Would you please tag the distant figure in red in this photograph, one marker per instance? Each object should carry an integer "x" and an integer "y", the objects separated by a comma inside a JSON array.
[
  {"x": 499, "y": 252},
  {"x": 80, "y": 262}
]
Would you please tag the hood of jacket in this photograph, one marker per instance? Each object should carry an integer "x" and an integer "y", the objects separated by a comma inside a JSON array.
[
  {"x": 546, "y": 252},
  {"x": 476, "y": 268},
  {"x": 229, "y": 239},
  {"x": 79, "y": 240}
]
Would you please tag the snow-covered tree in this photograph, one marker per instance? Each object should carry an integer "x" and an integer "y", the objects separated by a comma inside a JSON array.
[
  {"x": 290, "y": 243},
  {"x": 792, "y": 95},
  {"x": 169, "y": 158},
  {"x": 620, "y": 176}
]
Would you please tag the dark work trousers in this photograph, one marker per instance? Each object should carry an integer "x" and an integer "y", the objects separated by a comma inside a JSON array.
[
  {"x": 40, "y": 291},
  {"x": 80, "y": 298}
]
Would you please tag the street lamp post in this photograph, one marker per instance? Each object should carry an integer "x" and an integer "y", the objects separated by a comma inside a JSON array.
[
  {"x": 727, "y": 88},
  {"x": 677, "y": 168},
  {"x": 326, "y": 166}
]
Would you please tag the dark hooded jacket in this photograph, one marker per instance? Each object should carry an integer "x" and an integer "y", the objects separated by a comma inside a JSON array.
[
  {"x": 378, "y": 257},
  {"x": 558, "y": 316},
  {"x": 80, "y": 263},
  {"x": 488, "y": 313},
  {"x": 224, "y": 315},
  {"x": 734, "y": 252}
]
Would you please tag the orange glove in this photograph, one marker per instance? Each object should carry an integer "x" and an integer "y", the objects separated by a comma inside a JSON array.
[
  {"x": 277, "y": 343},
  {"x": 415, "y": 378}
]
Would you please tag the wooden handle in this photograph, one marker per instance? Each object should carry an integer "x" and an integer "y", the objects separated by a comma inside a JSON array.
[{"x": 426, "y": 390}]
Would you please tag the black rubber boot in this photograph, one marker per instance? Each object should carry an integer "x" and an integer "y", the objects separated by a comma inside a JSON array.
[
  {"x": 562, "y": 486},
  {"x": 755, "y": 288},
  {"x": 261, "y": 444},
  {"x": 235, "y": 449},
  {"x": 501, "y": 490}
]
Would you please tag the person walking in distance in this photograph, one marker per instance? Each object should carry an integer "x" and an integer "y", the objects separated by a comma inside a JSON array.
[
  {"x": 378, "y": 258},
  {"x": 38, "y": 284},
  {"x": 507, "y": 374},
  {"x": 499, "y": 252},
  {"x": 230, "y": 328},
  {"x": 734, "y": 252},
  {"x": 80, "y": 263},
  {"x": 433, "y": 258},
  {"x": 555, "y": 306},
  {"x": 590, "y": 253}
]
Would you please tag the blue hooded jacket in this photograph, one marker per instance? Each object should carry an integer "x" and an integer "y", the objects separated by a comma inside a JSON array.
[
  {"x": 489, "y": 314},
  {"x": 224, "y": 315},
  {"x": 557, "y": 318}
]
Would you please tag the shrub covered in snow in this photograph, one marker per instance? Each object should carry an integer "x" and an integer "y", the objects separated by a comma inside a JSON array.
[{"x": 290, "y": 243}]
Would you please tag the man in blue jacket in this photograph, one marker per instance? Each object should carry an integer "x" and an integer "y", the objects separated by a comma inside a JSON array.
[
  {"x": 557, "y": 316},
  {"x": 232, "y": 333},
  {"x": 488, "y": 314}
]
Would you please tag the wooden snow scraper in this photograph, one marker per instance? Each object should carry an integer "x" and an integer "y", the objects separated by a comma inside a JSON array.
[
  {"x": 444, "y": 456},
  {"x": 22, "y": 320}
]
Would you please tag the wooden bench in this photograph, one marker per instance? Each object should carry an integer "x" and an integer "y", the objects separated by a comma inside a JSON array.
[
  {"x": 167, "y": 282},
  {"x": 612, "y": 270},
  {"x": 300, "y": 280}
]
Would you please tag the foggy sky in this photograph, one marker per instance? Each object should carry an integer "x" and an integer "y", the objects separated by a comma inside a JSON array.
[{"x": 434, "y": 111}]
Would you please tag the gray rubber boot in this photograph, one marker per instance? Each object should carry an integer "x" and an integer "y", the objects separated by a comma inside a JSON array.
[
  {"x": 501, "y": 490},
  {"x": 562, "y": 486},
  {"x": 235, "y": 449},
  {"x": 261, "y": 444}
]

§ §

* _Exercise instructions_: Your answer must be the complete listing, repeated exactly.

* _Problem solution_:
Would you please tag the distant figure in red in this photograph, one marker per instance? Each object should carry an integer "x" and an integer "y", the objects separated by a comma inside a JSON array.
[
  {"x": 499, "y": 252},
  {"x": 80, "y": 262}
]
Would you please tag the hood of jacket in this photograph, one marker per instance? Each object should carry an integer "x" and an integer "y", the objects separated by a comma inside a JSON array.
[
  {"x": 546, "y": 252},
  {"x": 476, "y": 268},
  {"x": 229, "y": 239},
  {"x": 79, "y": 240}
]
Would you please tag the snow-covered tree in this photograph, one marker per instance? Each object should carry an integer "x" and an integer "y", the objects separated by a comma inside a JSON array.
[
  {"x": 290, "y": 243},
  {"x": 792, "y": 95},
  {"x": 169, "y": 158},
  {"x": 620, "y": 176}
]
Would you please tag the dark work trousers in this photograph, one marker per instance? Each object should carry an integer "x" and an integer "y", the objects separated by a comma inside a JSON array.
[
  {"x": 40, "y": 291},
  {"x": 80, "y": 298}
]
Would you please tag the street lamp post in this photograph, one marker per instance? Each object should carry an integer "x" and an integer "y", the objects separated by a comma inside a JSON array.
[
  {"x": 727, "y": 88},
  {"x": 677, "y": 168},
  {"x": 326, "y": 166}
]
Would you please tag the dark hooded jacket in this photograph, one marker per instance? Each object should carry an integer "x" and an integer "y", the objects separated by a comma inside a JSON array.
[
  {"x": 378, "y": 257},
  {"x": 558, "y": 316},
  {"x": 80, "y": 263},
  {"x": 488, "y": 313},
  {"x": 224, "y": 315},
  {"x": 734, "y": 252}
]
Would you please tag the orange glove in this photograph, one marker per instance? Each object should carry an integer "x" and an integer "y", the objects separated by a comma inside a JSON array.
[
  {"x": 277, "y": 343},
  {"x": 415, "y": 378}
]
Would you please tag the wooden handle in this photograph, one marker per instance? Each object should carry an integer "x" and an integer "y", the objects separated by a comma inside a JSON array.
[{"x": 426, "y": 390}]
Would you please tag the black rubber boot in this photograph, one marker per instance? Each object should carry an integer "x" and an integer "y", the objects separated by a comma inside a JSON array.
[
  {"x": 562, "y": 486},
  {"x": 755, "y": 288},
  {"x": 261, "y": 444},
  {"x": 235, "y": 449},
  {"x": 501, "y": 490}
]
Would you please tag the person walking in distance in this photograph, one marker per instance? Each object should carry an integer "x" and an integer "y", the objects separated by a comma inside a JSON array.
[
  {"x": 378, "y": 258},
  {"x": 38, "y": 284},
  {"x": 507, "y": 374},
  {"x": 499, "y": 252},
  {"x": 230, "y": 328},
  {"x": 734, "y": 252},
  {"x": 80, "y": 263},
  {"x": 433, "y": 258},
  {"x": 555, "y": 306},
  {"x": 590, "y": 253}
]
Would you please tag the blue hooded jacket in this photograph, one marker per instance? Each object should carry an integer "x" and an integer "y", the objects separated by a comma inside a JSON array.
[
  {"x": 489, "y": 314},
  {"x": 224, "y": 315},
  {"x": 557, "y": 318}
]
Would you please tag the shrub covered in snow in this photograph, one marker per instance? Each object should carry an integer "x" and an integer "y", the objects separated by a comma inside a JSON array.
[{"x": 290, "y": 243}]
Would you please tag the man in blue jacket in this photograph, one marker per instance? Each object should carry an integer "x" and an integer "y", the objects separated by a comma inside a JSON array.
[
  {"x": 557, "y": 316},
  {"x": 232, "y": 333},
  {"x": 488, "y": 314}
]
Would you please tag the wooden snow scraper in this photograph, one marker per instance? Each object should carry an integer "x" and an integer "y", the objects separated by a comma inside a JSON array.
[
  {"x": 444, "y": 456},
  {"x": 22, "y": 320}
]
Would you please tag the wooden bench in this photograph, one marker per instance? Each object should carry an integer "x" and an integer "y", the objects separated by a comma inside a JSON array.
[
  {"x": 167, "y": 282},
  {"x": 612, "y": 270},
  {"x": 300, "y": 280}
]
Would you please tag the foggy sky in this photograph, one marker per instance? Each object should carry an integer "x" and an integer "y", the objects separated by a comma inside a JSON array.
[{"x": 434, "y": 111}]
Would you please tag the gray rubber boot in this photograph, one marker per instance? Each object should carry an integer "x" and an integer "y", the objects separated by a comma inside a JSON array.
[
  {"x": 501, "y": 490},
  {"x": 562, "y": 486},
  {"x": 235, "y": 449},
  {"x": 261, "y": 444}
]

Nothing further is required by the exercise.